» WHAT YOU SHOULD DO
Pull out the lines starting with the one that contains "[ ] locate the man in white shirt" and running through the final line, both ends included. Copy them word for word with no changes.

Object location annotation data
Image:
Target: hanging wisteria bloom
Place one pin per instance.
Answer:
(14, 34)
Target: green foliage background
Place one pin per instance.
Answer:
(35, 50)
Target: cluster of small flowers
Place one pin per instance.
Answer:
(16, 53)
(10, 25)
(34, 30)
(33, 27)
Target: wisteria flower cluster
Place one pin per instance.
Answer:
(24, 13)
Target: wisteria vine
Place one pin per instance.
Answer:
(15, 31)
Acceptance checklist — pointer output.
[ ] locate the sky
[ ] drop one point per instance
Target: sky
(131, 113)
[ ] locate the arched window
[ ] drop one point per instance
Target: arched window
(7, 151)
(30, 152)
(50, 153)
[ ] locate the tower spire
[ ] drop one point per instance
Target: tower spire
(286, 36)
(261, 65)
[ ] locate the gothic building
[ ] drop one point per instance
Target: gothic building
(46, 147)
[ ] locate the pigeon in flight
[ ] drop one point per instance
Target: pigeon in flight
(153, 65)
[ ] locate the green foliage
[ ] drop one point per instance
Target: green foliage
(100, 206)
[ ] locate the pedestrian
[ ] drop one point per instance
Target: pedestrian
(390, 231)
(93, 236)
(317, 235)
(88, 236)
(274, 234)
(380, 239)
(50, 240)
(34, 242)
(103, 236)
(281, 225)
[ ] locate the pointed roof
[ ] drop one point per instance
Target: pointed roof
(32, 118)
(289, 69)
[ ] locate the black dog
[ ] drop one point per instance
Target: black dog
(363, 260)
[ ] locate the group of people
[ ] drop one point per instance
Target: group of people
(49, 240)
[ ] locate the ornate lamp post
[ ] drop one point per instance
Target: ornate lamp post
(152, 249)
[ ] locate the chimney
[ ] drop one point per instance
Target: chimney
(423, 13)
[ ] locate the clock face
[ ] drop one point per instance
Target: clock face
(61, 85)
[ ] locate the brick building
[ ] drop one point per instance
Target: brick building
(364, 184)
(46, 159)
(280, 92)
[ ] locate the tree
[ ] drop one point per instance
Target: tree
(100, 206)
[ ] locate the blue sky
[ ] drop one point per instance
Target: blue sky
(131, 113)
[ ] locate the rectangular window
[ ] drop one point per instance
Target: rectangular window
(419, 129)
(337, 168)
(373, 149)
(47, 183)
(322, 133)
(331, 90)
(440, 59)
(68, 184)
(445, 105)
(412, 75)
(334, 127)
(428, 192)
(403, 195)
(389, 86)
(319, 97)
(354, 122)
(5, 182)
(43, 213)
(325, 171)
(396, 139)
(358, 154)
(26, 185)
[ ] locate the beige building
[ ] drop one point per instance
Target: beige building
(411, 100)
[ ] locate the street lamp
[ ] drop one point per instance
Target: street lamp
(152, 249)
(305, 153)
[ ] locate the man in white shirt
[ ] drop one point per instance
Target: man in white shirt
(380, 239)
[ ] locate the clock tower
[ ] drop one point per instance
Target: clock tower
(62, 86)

» SOLUTION TO THIS PROBLEM
[ ] locate the man in white shirt
[ ] drop one point per instance
Target: man in white shirt
(380, 239)
[ ] locate the clock tower
[ ] drop one point per instance
Target: clock tower
(62, 86)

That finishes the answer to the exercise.